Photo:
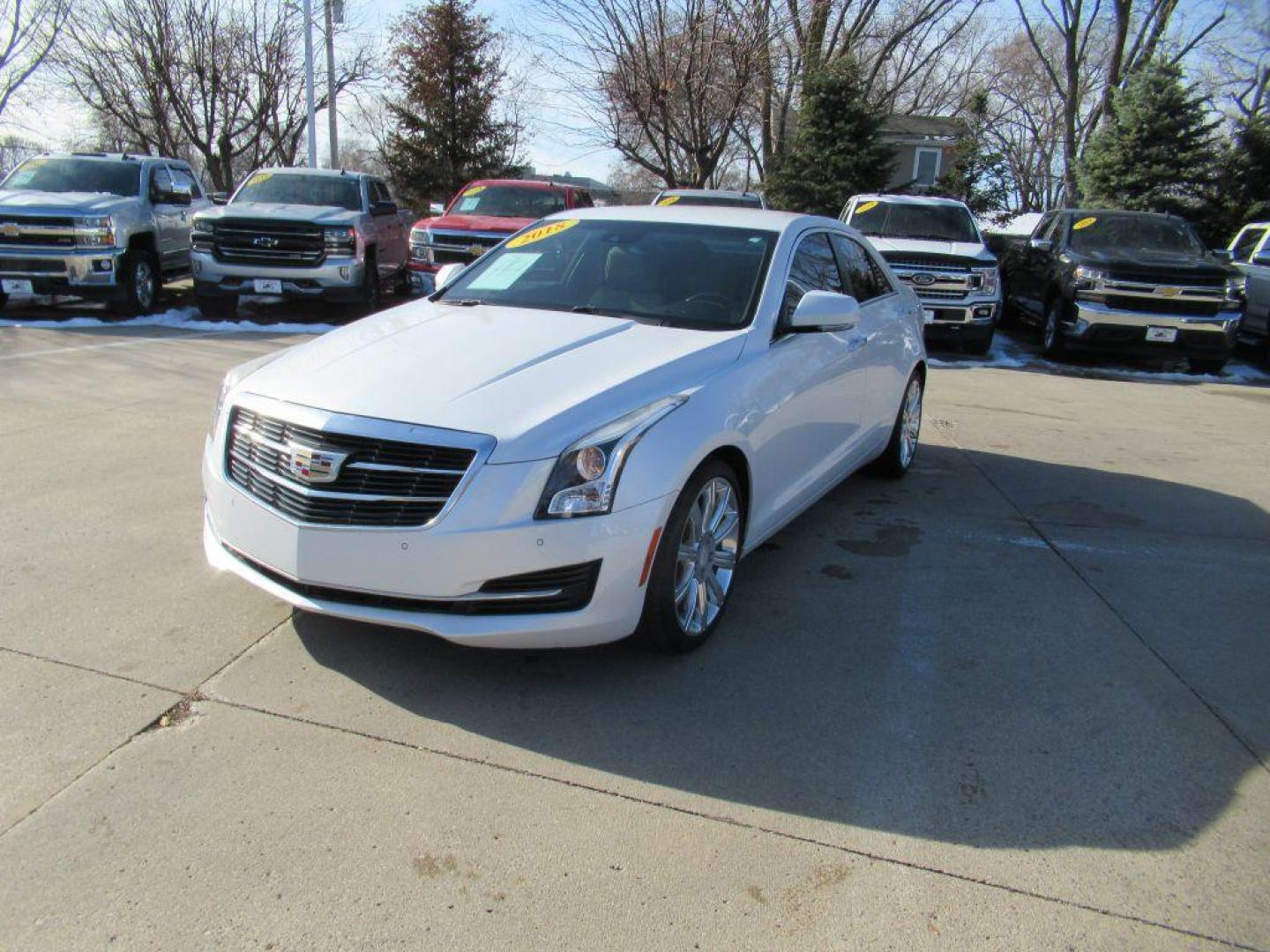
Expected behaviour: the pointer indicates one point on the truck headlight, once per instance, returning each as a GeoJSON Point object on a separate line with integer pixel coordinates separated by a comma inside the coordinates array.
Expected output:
{"type": "Point", "coordinates": [342, 240]}
{"type": "Point", "coordinates": [585, 479]}
{"type": "Point", "coordinates": [94, 231]}
{"type": "Point", "coordinates": [987, 280]}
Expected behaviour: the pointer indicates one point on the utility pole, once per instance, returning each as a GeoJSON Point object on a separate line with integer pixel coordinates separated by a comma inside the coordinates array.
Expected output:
{"type": "Point", "coordinates": [309, 81]}
{"type": "Point", "coordinates": [333, 16]}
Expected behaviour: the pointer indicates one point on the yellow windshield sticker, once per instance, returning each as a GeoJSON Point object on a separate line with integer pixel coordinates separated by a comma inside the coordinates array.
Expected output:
{"type": "Point", "coordinates": [542, 231]}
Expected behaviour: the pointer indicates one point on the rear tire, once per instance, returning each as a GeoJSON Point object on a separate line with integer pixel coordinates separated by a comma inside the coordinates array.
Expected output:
{"type": "Point", "coordinates": [140, 282]}
{"type": "Point", "coordinates": [1206, 366]}
{"type": "Point", "coordinates": [898, 456]}
{"type": "Point", "coordinates": [692, 573]}
{"type": "Point", "coordinates": [220, 308]}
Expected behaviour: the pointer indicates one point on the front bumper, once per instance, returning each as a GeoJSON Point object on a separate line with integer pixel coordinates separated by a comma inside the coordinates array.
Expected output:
{"type": "Point", "coordinates": [1096, 326]}
{"type": "Point", "coordinates": [489, 534]}
{"type": "Point", "coordinates": [334, 279]}
{"type": "Point", "coordinates": [64, 271]}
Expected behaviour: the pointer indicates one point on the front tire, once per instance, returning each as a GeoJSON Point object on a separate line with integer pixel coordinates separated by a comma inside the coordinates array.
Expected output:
{"type": "Point", "coordinates": [695, 562]}
{"type": "Point", "coordinates": [898, 456]}
{"type": "Point", "coordinates": [140, 282]}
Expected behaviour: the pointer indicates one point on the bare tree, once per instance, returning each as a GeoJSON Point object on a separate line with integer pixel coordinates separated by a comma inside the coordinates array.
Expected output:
{"type": "Point", "coordinates": [217, 81]}
{"type": "Point", "coordinates": [28, 32]}
{"type": "Point", "coordinates": [669, 79]}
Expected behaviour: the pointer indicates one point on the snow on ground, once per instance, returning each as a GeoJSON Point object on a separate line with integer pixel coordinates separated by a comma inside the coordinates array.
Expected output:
{"type": "Point", "coordinates": [1007, 353]}
{"type": "Point", "coordinates": [176, 317]}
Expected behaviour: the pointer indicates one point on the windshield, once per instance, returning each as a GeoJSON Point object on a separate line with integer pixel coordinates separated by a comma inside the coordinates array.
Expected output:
{"type": "Point", "coordinates": [1133, 233]}
{"type": "Point", "coordinates": [508, 202]}
{"type": "Point", "coordinates": [326, 190]}
{"type": "Point", "coordinates": [71, 175]}
{"type": "Point", "coordinates": [934, 222]}
{"type": "Point", "coordinates": [729, 201]}
{"type": "Point", "coordinates": [687, 276]}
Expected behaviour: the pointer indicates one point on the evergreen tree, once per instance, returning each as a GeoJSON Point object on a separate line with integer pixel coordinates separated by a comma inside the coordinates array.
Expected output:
{"type": "Point", "coordinates": [446, 132]}
{"type": "Point", "coordinates": [837, 150]}
{"type": "Point", "coordinates": [1159, 152]}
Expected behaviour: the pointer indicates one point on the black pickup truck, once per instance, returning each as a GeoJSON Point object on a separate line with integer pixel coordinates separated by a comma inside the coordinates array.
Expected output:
{"type": "Point", "coordinates": [1131, 282]}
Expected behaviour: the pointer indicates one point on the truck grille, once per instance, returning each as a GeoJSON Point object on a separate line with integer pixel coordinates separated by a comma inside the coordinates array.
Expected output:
{"type": "Point", "coordinates": [36, 231]}
{"type": "Point", "coordinates": [380, 482]}
{"type": "Point", "coordinates": [270, 242]}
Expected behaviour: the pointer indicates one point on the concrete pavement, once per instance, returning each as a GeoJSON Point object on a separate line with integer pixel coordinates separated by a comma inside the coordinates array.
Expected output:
{"type": "Point", "coordinates": [1013, 701]}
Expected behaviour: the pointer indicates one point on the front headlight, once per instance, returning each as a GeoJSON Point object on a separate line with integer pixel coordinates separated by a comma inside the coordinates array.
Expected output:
{"type": "Point", "coordinates": [94, 231]}
{"type": "Point", "coordinates": [1236, 288]}
{"type": "Point", "coordinates": [989, 280]}
{"type": "Point", "coordinates": [342, 240]}
{"type": "Point", "coordinates": [585, 479]}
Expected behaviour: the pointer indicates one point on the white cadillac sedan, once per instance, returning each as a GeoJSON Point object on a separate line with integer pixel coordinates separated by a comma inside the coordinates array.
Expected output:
{"type": "Point", "coordinates": [578, 437]}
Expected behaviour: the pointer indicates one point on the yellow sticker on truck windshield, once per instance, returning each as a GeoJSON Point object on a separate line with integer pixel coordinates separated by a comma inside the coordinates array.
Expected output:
{"type": "Point", "coordinates": [542, 231]}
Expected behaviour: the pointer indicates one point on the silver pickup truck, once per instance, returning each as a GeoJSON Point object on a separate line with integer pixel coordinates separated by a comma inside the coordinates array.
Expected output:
{"type": "Point", "coordinates": [303, 234]}
{"type": "Point", "coordinates": [111, 227]}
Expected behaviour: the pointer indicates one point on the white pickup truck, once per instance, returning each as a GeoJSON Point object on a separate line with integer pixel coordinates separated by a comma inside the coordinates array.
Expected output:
{"type": "Point", "coordinates": [303, 234]}
{"type": "Point", "coordinates": [934, 245]}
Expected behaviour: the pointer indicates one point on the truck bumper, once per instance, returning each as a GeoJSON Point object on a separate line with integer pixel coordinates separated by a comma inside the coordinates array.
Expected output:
{"type": "Point", "coordinates": [80, 271]}
{"type": "Point", "coordinates": [1096, 326]}
{"type": "Point", "coordinates": [334, 279]}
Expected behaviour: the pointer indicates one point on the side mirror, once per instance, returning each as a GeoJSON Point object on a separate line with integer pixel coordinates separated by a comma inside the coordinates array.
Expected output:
{"type": "Point", "coordinates": [825, 310]}
{"type": "Point", "coordinates": [447, 273]}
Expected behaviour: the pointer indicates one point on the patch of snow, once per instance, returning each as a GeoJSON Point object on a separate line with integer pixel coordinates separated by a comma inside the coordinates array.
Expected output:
{"type": "Point", "coordinates": [176, 317]}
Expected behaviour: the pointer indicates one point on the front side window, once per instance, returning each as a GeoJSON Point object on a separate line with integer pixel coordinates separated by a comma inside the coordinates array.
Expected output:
{"type": "Point", "coordinates": [290, 188]}
{"type": "Point", "coordinates": [508, 201]}
{"type": "Point", "coordinates": [915, 219]}
{"type": "Point", "coordinates": [814, 268]}
{"type": "Point", "coordinates": [1247, 244]}
{"type": "Point", "coordinates": [686, 276]}
{"type": "Point", "coordinates": [74, 175]}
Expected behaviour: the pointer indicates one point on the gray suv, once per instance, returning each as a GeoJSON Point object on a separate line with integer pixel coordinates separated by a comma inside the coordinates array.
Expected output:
{"type": "Point", "coordinates": [104, 227]}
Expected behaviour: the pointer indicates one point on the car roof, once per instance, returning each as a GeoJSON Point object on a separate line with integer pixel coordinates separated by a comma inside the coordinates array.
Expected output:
{"type": "Point", "coordinates": [757, 219]}
{"type": "Point", "coordinates": [907, 199]}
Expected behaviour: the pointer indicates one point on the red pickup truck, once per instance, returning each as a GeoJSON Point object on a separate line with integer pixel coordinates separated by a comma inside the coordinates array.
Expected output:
{"type": "Point", "coordinates": [482, 215]}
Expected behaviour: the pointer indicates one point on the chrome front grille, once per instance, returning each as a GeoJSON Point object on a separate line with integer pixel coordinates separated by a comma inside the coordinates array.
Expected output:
{"type": "Point", "coordinates": [36, 231]}
{"type": "Point", "coordinates": [270, 242]}
{"type": "Point", "coordinates": [378, 481]}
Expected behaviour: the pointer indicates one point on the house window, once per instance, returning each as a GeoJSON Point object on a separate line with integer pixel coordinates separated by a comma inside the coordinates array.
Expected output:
{"type": "Point", "coordinates": [926, 165]}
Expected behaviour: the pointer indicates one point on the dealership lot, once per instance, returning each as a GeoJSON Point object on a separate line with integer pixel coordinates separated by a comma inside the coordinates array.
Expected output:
{"type": "Point", "coordinates": [1018, 698]}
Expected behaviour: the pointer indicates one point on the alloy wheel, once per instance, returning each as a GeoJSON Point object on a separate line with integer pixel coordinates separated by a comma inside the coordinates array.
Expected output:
{"type": "Point", "coordinates": [709, 546]}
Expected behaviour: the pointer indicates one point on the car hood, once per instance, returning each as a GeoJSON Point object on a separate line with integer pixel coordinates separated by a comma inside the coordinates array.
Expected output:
{"type": "Point", "coordinates": [534, 380]}
{"type": "Point", "coordinates": [60, 202]}
{"type": "Point", "coordinates": [476, 222]}
{"type": "Point", "coordinates": [954, 249]}
{"type": "Point", "coordinates": [1160, 265]}
{"type": "Point", "coordinates": [271, 211]}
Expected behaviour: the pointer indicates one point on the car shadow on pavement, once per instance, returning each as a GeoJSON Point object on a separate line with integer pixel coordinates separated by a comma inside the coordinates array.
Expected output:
{"type": "Point", "coordinates": [889, 661]}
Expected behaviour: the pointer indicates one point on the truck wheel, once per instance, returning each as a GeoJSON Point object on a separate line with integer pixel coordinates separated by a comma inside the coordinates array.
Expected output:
{"type": "Point", "coordinates": [219, 308]}
{"type": "Point", "coordinates": [1052, 334]}
{"type": "Point", "coordinates": [1212, 366]}
{"type": "Point", "coordinates": [140, 283]}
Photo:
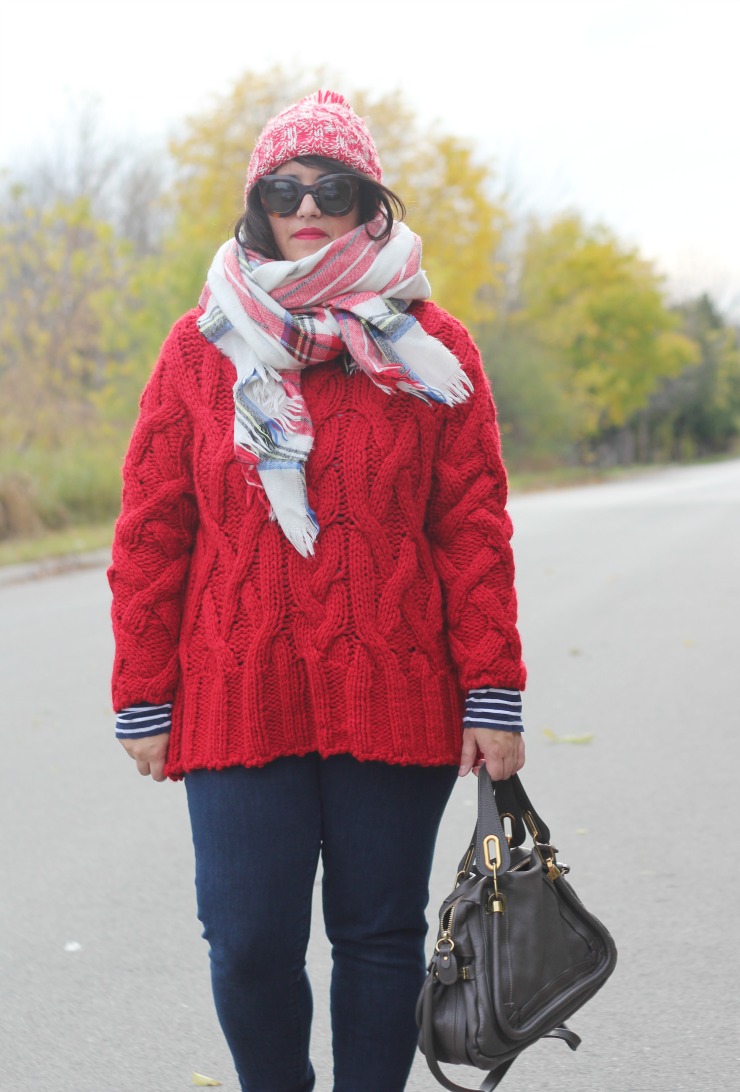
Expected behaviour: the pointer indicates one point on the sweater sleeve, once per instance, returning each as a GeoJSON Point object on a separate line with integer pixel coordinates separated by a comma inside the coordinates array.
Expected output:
{"type": "Point", "coordinates": [470, 532]}
{"type": "Point", "coordinates": [153, 541]}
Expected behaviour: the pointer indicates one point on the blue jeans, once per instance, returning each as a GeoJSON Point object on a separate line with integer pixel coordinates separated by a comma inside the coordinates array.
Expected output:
{"type": "Point", "coordinates": [258, 834]}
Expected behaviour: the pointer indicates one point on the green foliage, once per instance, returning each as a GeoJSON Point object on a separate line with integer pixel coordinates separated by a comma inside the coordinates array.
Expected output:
{"type": "Point", "coordinates": [587, 361]}
{"type": "Point", "coordinates": [697, 413]}
{"type": "Point", "coordinates": [536, 418]}
{"type": "Point", "coordinates": [64, 282]}
{"type": "Point", "coordinates": [599, 307]}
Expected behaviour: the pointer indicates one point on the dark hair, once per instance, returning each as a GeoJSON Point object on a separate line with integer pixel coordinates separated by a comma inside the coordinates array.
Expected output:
{"type": "Point", "coordinates": [253, 230]}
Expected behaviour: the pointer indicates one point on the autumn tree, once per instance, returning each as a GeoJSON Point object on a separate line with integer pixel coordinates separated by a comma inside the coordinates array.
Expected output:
{"type": "Point", "coordinates": [63, 275]}
{"type": "Point", "coordinates": [600, 308]}
{"type": "Point", "coordinates": [697, 412]}
{"type": "Point", "coordinates": [450, 196]}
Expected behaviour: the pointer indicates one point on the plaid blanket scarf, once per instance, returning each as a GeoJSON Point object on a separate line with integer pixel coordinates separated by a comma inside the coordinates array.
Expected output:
{"type": "Point", "coordinates": [272, 319]}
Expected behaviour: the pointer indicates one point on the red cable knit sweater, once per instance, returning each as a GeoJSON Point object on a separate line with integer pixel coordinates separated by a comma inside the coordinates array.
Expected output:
{"type": "Point", "coordinates": [367, 648]}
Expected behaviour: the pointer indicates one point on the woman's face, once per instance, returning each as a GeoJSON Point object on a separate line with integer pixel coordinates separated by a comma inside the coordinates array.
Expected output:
{"type": "Point", "coordinates": [308, 229]}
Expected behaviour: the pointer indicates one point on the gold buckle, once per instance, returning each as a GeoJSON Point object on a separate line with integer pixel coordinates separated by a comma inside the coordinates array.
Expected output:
{"type": "Point", "coordinates": [492, 863]}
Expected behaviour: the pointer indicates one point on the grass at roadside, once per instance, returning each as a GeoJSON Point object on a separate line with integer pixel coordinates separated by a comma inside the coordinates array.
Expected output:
{"type": "Point", "coordinates": [57, 544]}
{"type": "Point", "coordinates": [99, 535]}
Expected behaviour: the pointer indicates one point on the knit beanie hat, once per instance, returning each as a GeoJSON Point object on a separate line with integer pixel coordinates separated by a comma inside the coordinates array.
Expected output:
{"type": "Point", "coordinates": [323, 123]}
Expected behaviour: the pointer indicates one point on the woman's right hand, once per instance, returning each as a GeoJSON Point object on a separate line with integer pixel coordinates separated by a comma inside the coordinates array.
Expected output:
{"type": "Point", "coordinates": [150, 754]}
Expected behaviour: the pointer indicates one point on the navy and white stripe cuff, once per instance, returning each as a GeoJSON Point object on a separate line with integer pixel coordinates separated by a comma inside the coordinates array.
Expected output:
{"type": "Point", "coordinates": [489, 707]}
{"type": "Point", "coordinates": [143, 720]}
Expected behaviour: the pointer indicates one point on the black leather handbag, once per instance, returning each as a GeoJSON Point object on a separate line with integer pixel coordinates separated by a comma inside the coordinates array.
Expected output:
{"type": "Point", "coordinates": [516, 952]}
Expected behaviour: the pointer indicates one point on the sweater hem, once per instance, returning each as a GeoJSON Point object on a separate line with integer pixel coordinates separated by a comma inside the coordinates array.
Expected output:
{"type": "Point", "coordinates": [178, 770]}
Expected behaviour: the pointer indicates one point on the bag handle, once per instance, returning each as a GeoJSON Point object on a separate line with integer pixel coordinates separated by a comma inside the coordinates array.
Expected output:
{"type": "Point", "coordinates": [494, 799]}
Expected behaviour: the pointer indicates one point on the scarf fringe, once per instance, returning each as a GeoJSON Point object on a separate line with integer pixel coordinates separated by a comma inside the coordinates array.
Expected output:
{"type": "Point", "coordinates": [272, 319]}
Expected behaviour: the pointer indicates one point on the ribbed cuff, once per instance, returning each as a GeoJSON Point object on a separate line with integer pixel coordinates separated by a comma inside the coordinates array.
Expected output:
{"type": "Point", "coordinates": [143, 720]}
{"type": "Point", "coordinates": [489, 707]}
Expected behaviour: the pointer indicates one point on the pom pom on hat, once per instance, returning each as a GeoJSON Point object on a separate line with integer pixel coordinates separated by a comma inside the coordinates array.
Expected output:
{"type": "Point", "coordinates": [322, 123]}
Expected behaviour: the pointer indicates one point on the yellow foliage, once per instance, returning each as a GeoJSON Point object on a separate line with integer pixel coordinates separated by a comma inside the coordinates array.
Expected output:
{"type": "Point", "coordinates": [600, 307]}
{"type": "Point", "coordinates": [449, 194]}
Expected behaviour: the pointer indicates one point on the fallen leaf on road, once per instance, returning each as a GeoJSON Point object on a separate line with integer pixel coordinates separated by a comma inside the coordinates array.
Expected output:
{"type": "Point", "coordinates": [568, 739]}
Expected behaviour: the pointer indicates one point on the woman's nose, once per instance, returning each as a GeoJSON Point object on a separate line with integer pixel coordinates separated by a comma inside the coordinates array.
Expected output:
{"type": "Point", "coordinates": [308, 206]}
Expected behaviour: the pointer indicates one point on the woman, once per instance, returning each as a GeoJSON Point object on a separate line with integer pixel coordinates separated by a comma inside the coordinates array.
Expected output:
{"type": "Point", "coordinates": [313, 598]}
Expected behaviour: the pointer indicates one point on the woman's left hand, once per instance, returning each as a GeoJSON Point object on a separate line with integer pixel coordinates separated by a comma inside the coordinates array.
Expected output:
{"type": "Point", "coordinates": [502, 752]}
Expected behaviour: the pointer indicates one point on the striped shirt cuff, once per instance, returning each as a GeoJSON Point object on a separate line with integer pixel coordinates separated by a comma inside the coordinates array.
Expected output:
{"type": "Point", "coordinates": [143, 720]}
{"type": "Point", "coordinates": [488, 707]}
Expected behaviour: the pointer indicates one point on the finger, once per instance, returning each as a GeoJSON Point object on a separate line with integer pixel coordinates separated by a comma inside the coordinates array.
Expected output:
{"type": "Point", "coordinates": [468, 754]}
{"type": "Point", "coordinates": [157, 770]}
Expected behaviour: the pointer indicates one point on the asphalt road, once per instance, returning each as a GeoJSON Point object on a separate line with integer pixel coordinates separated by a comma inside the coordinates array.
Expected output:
{"type": "Point", "coordinates": [630, 600]}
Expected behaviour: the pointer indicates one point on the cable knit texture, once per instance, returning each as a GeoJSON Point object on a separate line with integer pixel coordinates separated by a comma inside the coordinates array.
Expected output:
{"type": "Point", "coordinates": [367, 648]}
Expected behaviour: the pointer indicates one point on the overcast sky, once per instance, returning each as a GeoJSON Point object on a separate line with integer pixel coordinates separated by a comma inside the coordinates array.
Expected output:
{"type": "Point", "coordinates": [625, 110]}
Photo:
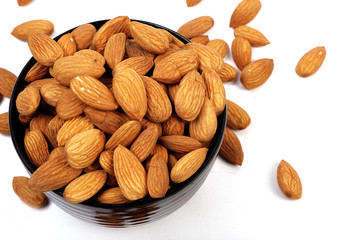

=======

- _WHAT THIS TASK INVOLVES_: When a line above contains the string "bumper", copy that line.

- _RESPONSE BELOW_:
Expected behaviour: the pointer indicates one point on the front bumper, once per instance, returning each as a GeoJSON Point object on a separate line with integer pixel coordinates separated by a comma inside the coordinates array.
Expected behaviour: the pointer indicates one point on the truck bumper, once per instance, returning each as a GeoJSON Point object on a separate line with integer pixel coordinates separated by a comma inside the coordinates array.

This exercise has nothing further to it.